> **Requirement**: Every entry that follows needs to be repeated exactly.

# START OF Supplied information

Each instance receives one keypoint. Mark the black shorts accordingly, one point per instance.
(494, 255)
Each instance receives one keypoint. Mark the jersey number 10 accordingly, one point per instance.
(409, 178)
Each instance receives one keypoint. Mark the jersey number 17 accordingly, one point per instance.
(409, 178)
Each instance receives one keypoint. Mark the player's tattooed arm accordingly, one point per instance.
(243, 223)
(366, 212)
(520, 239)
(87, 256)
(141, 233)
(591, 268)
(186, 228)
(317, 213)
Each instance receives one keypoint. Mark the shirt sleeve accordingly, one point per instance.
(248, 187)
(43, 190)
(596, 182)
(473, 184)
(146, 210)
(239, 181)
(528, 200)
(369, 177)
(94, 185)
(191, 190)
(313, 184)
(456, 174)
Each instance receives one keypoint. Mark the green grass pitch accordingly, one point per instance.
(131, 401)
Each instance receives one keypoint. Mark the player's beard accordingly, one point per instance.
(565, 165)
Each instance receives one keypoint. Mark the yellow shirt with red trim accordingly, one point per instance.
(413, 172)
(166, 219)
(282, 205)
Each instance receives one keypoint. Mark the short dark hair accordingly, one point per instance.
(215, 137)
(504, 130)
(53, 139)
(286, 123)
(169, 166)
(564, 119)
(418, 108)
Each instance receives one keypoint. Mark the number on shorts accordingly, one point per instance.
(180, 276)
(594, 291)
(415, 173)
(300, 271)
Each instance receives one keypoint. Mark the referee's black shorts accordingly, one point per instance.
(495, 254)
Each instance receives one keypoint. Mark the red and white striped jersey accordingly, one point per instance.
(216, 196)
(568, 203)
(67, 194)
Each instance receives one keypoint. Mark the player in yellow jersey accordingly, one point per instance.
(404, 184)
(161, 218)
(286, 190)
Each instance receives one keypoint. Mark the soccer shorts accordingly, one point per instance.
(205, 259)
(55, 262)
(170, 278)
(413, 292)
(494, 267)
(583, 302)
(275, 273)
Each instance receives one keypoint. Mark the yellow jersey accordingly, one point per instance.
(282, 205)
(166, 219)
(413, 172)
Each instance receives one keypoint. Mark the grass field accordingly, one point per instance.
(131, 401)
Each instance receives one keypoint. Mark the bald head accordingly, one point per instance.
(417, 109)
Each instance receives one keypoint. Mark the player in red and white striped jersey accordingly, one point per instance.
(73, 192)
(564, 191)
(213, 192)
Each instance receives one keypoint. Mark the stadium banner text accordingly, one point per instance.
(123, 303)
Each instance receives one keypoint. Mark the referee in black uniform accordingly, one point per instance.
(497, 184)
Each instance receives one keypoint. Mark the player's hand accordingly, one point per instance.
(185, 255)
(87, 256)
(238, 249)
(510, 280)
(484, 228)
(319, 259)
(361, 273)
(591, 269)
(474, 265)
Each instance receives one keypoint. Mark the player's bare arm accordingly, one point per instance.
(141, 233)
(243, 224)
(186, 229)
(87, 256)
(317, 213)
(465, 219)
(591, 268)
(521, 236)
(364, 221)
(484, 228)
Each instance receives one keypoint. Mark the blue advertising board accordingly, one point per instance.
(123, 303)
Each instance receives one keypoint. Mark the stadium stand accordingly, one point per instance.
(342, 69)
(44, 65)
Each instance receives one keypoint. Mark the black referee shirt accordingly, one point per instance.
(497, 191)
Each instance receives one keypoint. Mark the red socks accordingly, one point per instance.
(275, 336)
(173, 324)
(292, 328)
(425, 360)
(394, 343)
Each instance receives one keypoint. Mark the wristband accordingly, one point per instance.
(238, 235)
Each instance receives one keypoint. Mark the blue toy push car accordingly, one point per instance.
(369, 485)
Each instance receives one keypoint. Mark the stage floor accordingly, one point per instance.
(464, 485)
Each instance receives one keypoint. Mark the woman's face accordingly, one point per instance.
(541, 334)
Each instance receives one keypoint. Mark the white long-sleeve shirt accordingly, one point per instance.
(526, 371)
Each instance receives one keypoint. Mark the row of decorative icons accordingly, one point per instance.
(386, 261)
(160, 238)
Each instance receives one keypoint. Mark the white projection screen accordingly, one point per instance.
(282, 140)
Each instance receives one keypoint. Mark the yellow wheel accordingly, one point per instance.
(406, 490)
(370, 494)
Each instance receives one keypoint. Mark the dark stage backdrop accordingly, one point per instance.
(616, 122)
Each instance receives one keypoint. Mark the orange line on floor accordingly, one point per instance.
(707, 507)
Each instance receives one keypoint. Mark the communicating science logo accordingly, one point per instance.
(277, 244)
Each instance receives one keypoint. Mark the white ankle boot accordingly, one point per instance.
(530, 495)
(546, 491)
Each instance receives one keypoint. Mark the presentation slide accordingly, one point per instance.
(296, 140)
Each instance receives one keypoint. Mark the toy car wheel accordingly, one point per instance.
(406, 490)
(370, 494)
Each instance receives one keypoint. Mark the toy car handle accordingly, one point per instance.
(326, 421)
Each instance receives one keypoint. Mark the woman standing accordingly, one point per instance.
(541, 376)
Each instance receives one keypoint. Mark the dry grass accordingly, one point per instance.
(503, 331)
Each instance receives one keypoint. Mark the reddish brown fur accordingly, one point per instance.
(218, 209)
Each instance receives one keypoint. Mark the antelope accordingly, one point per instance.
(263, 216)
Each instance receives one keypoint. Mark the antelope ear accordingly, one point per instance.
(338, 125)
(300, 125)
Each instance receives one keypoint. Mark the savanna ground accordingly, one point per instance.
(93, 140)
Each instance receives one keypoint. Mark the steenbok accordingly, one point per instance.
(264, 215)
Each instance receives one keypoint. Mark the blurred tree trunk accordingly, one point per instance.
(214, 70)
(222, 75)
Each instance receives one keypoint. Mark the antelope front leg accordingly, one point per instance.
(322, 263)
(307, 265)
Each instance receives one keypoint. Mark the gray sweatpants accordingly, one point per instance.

# END OF Supplied information

> **Result for this exercise**:
Each instance receives one keypoint. Mark the black shorts accordingly, one point per instance.
(494, 255)
Each instance receives one keypoint. Mark the jersey number 10 accordingly, one point per instance.
(409, 178)
Each instance receives one keypoint. Mark the jersey number 17 accordingly, one point per instance.
(409, 178)
Each instance receives one keypoint. Mark the player's tattooed arm accordingly, one point per instance.
(243, 223)
(366, 212)
(520, 239)
(87, 256)
(141, 233)
(591, 268)
(186, 228)
(317, 213)
Each instance receives one keypoint. Mark the shirt sleeve accordingly, one point per instance.
(248, 187)
(43, 190)
(596, 182)
(473, 184)
(146, 210)
(239, 181)
(528, 200)
(369, 177)
(94, 185)
(191, 190)
(313, 184)
(456, 174)
Each instance receives one keypoint. Mark the green grass pitch accordingly, one point per instance.
(131, 401)
Each instance receives one keypoint. Mark the player's beard accordingly, one point per instance.
(565, 165)
Each instance receives one keypoint. Mark the yellow shirt with red trim accordingly, one point per instance.
(413, 172)
(166, 219)
(282, 205)
Each instance receives one keypoint. Mark the short dark hair accordingly, one point per instance.
(215, 137)
(504, 130)
(53, 139)
(286, 123)
(169, 166)
(564, 119)
(418, 108)
Each instance receives one keypoint. Mark the number on shorts accordingly, one point per instance.
(180, 276)
(594, 291)
(415, 173)
(300, 271)
Each instance receives one keypoint. Mark the referee's black shorts accordingly, one point per instance.
(495, 254)
Each instance receives one keypoint. Mark the red and white striped jersey accordingly, one point per instance.
(216, 196)
(568, 203)
(67, 194)
Each instance receives one keypoint. Mark the player in yellow jersey accordingly, one point per instance.
(404, 184)
(161, 218)
(286, 190)
Each instance receives one keypoint. Mark the soccer shorts accordingly, one point per instance.
(205, 259)
(55, 262)
(170, 278)
(413, 292)
(494, 267)
(583, 302)
(275, 273)
Each instance receives one keypoint. Mark the yellow jersey accordingly, one point per instance.
(282, 205)
(166, 219)
(413, 172)
Each instance receives one keypoint. Mark the grass field accordingly, one point per instance.
(131, 401)
Each instance receives one keypoint. Mark the bald head accordingly, one point per instance.
(417, 109)
Each instance receives one keypoint. Mark the player in red and white striped jersey accordingly, one point per instance.
(73, 192)
(564, 191)
(213, 192)
Each instance receives one keypoint. Mark the stadium banner text accordingly, one point per instance.
(123, 303)
Each instance receives one keypoint. Mark the referee in black uniform accordingly, one point per instance.
(497, 184)
Each instance receives one keypoint. Mark the player's hand accordingly, one point per instance.
(185, 255)
(87, 256)
(238, 249)
(510, 280)
(484, 228)
(319, 259)
(361, 273)
(591, 269)
(474, 265)
Each instance receives one keypoint. Mark the player's bare arm accordingly, one point per instance.
(141, 233)
(243, 224)
(186, 229)
(87, 256)
(317, 213)
(465, 219)
(591, 268)
(521, 236)
(364, 221)
(484, 228)
Each instance receives one keypoint. Mark the blue advertising board accordingly, one point per instance.
(123, 303)
Each instance receives one keypoint. Mark the stadium stand accordingly, one point per instance.
(342, 69)
(44, 65)
Each instance receives one keypoint. Mark the black referee shirt accordingly, one point per instance.
(497, 191)
Each instance receives one keypoint. Mark the red socks accordingly, one point per instance.
(275, 336)
(173, 324)
(292, 328)
(425, 360)
(394, 343)
Each instance receives one keypoint. Mark the wristband accordingly, one point per instance.
(238, 235)
Each instance receives one keypoint. Mark the blue toy push car accordingly, one point per instance.
(369, 485)
Each instance receives one keypoint. Mark the stage floor accordingly, one point per instance.
(464, 485)
Each instance receives one keypoint. Mark the woman's face accordingly, one point per instance.
(541, 334)
Each instance receives one keypoint. Mark the white long-sleeve shirt accordingly, one point per instance.
(526, 371)
Each instance receives one keypoint. Mark the row of decorative icons accordingly, one point per instance.
(386, 261)
(160, 238)
Each instance receives one keypoint. Mark the white projection screen accordingly, one point per instance.
(282, 140)
Each instance receives one keypoint. Mark the yellow wheel accordingly, one point per instance.
(406, 490)
(370, 494)
Each instance receives one keypoint. Mark the dark stage backdrop accordingly, one point per instance.
(616, 122)
Each instance receives one keypoint. Mark the orange line on floor accordingly, one point per instance.
(707, 507)
Each instance receives one keypoint. Mark the communicating science logo accordingly, one point per instance.
(277, 244)
Each instance receives one keypoint. Mark the white ankle boot accordingly, one point per instance.
(530, 495)
(546, 491)
Each instance receives one keypoint. Mark the presentation slide accordingly, one point per instance.
(296, 140)
Each instance receives one keypoint. Mark the toy car wheel accordingly, one point per instance.
(406, 490)
(370, 494)
Each instance receives one keypoint. Mark the toy car handle accordingly, one point per instance.
(326, 421)
Each instance receives one keypoint. Mark the woman standing accordingly, one point per instance.
(541, 376)
Each instance receives one keypoint. Mark the dry grass accordingly, one point per instance.
(503, 331)
Each instance receives one keypoint. Mark the reddish brown fur accordingly, one point per instance.
(218, 209)
Each instance receives one keypoint. Mark the antelope accordingly, one point per instance.
(263, 216)
Each instance receives one keypoint. Mark the antelope ear accordingly, one point per instance.
(338, 125)
(300, 125)
Each instance receives one keypoint. Mark the savanna ground accordingly, one point per instance.
(93, 140)
Each instance receives one keypoint. Mark the steenbok accordingly, one point per instance.
(264, 215)
Each instance receives one keypoint. Mark the blurred tree trunk accordingly, one point per instance.
(214, 70)
(222, 75)
Each instance receives one keypoint. Mark the antelope front leg accordingly, one point per instance.
(322, 263)
(307, 265)
Each instance receives one keypoint. Mark the gray sweatpants accordingly, one point per instance.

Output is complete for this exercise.